── INFORMATION ──

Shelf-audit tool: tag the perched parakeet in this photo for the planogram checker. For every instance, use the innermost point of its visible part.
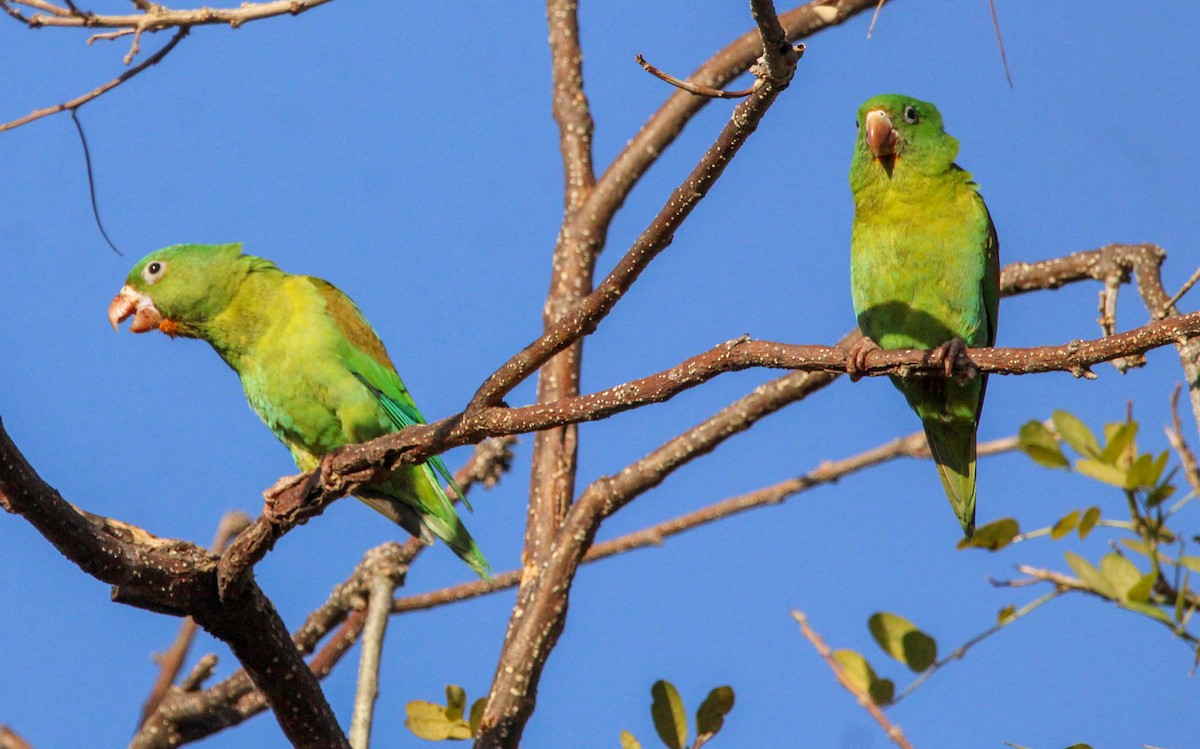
(924, 274)
(312, 367)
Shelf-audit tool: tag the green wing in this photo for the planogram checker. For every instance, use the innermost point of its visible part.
(403, 413)
(367, 360)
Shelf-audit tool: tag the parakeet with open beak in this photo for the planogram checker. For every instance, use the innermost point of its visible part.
(312, 367)
(924, 274)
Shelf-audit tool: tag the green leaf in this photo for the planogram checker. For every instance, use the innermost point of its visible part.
(1121, 573)
(1153, 612)
(712, 712)
(1067, 523)
(477, 714)
(456, 701)
(429, 720)
(1119, 438)
(1036, 441)
(670, 720)
(1102, 472)
(1089, 575)
(993, 537)
(1139, 471)
(1157, 471)
(1091, 515)
(901, 640)
(1140, 591)
(1162, 492)
(861, 673)
(1075, 433)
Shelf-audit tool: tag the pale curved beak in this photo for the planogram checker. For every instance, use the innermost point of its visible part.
(881, 136)
(131, 301)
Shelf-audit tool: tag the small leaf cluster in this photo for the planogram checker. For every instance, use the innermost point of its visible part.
(671, 719)
(1162, 589)
(435, 721)
(898, 637)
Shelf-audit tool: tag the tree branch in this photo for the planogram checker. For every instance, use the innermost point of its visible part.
(178, 577)
(828, 472)
(169, 663)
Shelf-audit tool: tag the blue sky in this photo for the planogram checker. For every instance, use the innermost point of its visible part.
(406, 153)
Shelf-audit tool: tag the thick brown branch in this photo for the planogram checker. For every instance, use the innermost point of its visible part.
(178, 577)
(169, 663)
(828, 472)
(592, 220)
(351, 467)
(190, 715)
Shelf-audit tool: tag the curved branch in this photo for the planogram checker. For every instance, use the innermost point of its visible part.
(177, 577)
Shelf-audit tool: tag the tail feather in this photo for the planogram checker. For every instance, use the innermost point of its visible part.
(414, 499)
(953, 444)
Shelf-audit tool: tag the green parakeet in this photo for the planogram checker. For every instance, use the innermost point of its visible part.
(312, 367)
(924, 274)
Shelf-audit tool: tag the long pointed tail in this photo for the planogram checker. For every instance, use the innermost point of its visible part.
(953, 444)
(441, 517)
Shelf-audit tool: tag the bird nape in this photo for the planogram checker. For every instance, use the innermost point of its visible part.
(311, 365)
(924, 274)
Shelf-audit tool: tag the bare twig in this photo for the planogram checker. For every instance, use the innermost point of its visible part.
(1183, 289)
(892, 730)
(189, 717)
(156, 18)
(1000, 41)
(959, 652)
(1175, 436)
(75, 103)
(10, 739)
(169, 663)
(693, 88)
(178, 577)
(383, 582)
(828, 472)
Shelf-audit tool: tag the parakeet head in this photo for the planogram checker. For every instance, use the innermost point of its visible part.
(179, 288)
(901, 135)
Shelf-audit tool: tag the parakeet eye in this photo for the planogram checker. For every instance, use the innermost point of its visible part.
(153, 271)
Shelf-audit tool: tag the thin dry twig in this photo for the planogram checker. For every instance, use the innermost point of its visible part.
(156, 17)
(1187, 287)
(693, 88)
(191, 717)
(75, 103)
(1175, 436)
(11, 739)
(172, 660)
(892, 730)
(383, 582)
(828, 472)
(961, 651)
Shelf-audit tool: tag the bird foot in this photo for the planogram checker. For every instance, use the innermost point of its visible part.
(954, 354)
(856, 359)
(270, 496)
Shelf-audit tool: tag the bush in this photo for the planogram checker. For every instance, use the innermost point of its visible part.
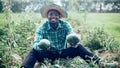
(98, 39)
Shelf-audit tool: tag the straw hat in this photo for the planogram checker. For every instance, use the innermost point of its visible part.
(46, 8)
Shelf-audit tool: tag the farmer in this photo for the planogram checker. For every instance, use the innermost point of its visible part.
(56, 31)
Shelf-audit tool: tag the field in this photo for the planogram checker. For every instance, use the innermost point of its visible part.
(23, 25)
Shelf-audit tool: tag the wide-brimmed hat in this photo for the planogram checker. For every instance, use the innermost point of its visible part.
(44, 10)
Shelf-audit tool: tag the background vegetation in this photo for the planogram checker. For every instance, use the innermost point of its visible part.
(100, 32)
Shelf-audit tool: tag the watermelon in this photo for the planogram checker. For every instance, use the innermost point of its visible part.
(73, 39)
(44, 44)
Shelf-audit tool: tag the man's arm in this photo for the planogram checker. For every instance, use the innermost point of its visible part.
(38, 37)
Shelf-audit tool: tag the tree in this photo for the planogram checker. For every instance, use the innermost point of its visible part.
(1, 6)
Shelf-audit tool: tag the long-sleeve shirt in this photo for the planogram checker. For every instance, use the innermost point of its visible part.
(56, 37)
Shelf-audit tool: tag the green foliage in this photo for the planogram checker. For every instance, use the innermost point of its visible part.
(98, 39)
(1, 6)
(67, 63)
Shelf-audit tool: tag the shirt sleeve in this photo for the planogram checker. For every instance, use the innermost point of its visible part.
(38, 37)
(68, 29)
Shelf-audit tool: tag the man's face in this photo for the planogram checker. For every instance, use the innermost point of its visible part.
(53, 16)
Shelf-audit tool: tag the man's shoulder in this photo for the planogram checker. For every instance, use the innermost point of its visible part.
(64, 23)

───

▶ [DIRECTIONS FOR THIS TASK] Leaving the images out, print the records above exactly.

▶ [YOUR RESPONSE]
Shelf-audit tool: tag the perched parakeet in this photo for the planogram checker. For every instance, use the innermost point of its visible part.
(924, 274)
(312, 367)
Shelf-audit tool: tag the green wing in this photo for the planogram checker. For every instance, use the innermost point of its visible part.
(403, 413)
(367, 360)
Shelf-audit tool: tag the parakeet with open beak in this photo for the planogram checker. For every instance, use the innermost point of its visible part.
(312, 367)
(924, 274)
Shelf-audit tool: tag the green leaf in this photo for the planogram checker. For every instance, use the innermost point of its visible part.
(1121, 573)
(1153, 612)
(712, 712)
(1067, 523)
(477, 714)
(456, 701)
(429, 720)
(1119, 438)
(1036, 441)
(670, 720)
(1102, 472)
(1089, 575)
(993, 537)
(1139, 471)
(1157, 471)
(1091, 515)
(901, 640)
(1140, 591)
(1162, 492)
(861, 673)
(1075, 433)
Shelf-audit tool: tag the pale curved beak in this photo for the planogram checker. For every instance, use the innermost point of its visible part.
(881, 136)
(131, 301)
Shelf-audit tool: tag the small leaf cluster in this photo for the planogram checker. For every instance, use the innermost point of its visible part.
(671, 719)
(1162, 589)
(435, 721)
(898, 637)
Shelf-audit tool: tag the tree branch in this photo for the planogram checker. For every instance, use the innermost point of its visible part.
(178, 577)
(828, 472)
(169, 663)
Shelf-audit tool: tag the blue sky in this photo for the planogram checker. For every instance, use the innermost point of its visible part.
(406, 153)
Shelf-audit tool: tag the thick brown branch in this photo for the planogram checker. For every instance, use the innermost point of its visible part.
(178, 577)
(169, 663)
(828, 472)
(592, 220)
(351, 467)
(190, 715)
Shelf-audit tool: tag the curved branch in this photo for the planogram checker. For every instance, use the innermost point of its visible part.
(177, 577)
Shelf-audit tool: tag the tail feather in this photo for the planogram checker. For every instance, use the innermost point of its visible part.
(414, 499)
(953, 444)
Shelf-audit tool: tag the green parakeet in this photo for the planogram checker. For every instance, use the innermost point of its visible part.
(312, 367)
(924, 274)
Shelf-audit tool: tag the long pointed tail in this photo for the planogram checker. For every instance, use the innermost point of its visible part.
(953, 444)
(441, 517)
Shelf-audit tool: tag the bird nape in this photo for the planogram checker. For every instance, use the innermost point of its visible part.
(311, 365)
(924, 274)
Shelf-audit tool: tag the bare twig in this photo for the planogram checker. For every instance, use the innermost point of its visible part.
(1183, 289)
(892, 730)
(189, 717)
(156, 18)
(1000, 41)
(959, 652)
(1175, 436)
(75, 103)
(10, 739)
(169, 663)
(693, 88)
(178, 577)
(383, 582)
(828, 472)
Shelf-audit tool: tag the parakeet head in this photo for the planogram checker. For every instance, use the innermost point of its visible part.
(179, 288)
(901, 135)
Shelf-audit tool: tag the parakeet eye in this photo for the planogram checker. For every instance, use the innermost point of its visible part.
(153, 271)
Shelf-audit tool: tag the thin dry twig in this photo for the planogram checker. For every instance, use the innermost point of its visible part.
(156, 17)
(1187, 287)
(693, 88)
(191, 717)
(75, 103)
(1175, 436)
(11, 739)
(172, 660)
(892, 730)
(383, 582)
(828, 472)
(961, 651)
Shelf-audit tool: tag the bird foot in this photo for the planogram checker. For every instance, use the innermost point of its visible part.
(954, 354)
(856, 359)
(270, 496)
Shelf-audit tool: tag the bush in this photo for the planogram checker. For every instance, use the innermost point of its visible part.
(98, 39)
Shelf-audit tool: tag the straw hat in this photo for the planogram checker. For every instance, use the innermost point of its visible part.
(46, 8)
Shelf-audit tool: tag the farmer in this photo for the planogram checker. For every instance, use the innermost point of its visible part.
(56, 31)
Shelf-audit tool: tag the field in this photo for the planogram checker. For every instance, use the innermost point of its visible part.
(23, 25)
Shelf-audit tool: tag the wide-brimmed hat in this photo for the planogram checker. For every instance, use the innermost point of its visible part.
(44, 10)
Shelf-audit tool: tag the background vegetation in this photo for the planogram checker. For every instance, use the innermost point of its visible part.
(100, 32)
Shelf-audit tool: tag the watermelon in this photo for the planogram checker. For every instance, use the innermost point of its visible part.
(73, 39)
(44, 44)
Shelf-audit tool: tag the man's arm in this photo for the planogram checker. For every instance, use the innermost point of its visible part.
(38, 37)
Shelf-audit tool: tag the tree in this photo for the planogram checker. For every instance, use the innermost point of its visible part.
(1, 6)
Shelf-audit tool: tag the long-sleeve shirt in this photo for the planogram checker. For every instance, use the innermost point of its visible part.
(56, 37)
Shelf-audit tool: tag the green foliage in this photo for the planogram checker. For every instance, use the innermost point of its visible part.
(98, 39)
(1, 6)
(67, 63)
Shelf-audit tool: tag the shirt sleeve in this photo for the planogram checker. For every instance, use the innermost point of its visible part.
(38, 37)
(68, 29)
Shelf-audit tool: tag the man's face in this photo for the planogram checker. For every instance, use the innermost point of its visible part.
(53, 16)
Shelf-audit tool: tag the man's shoulder in this photo for the planogram checker. For every instance, use the innermost point of its visible part.
(64, 23)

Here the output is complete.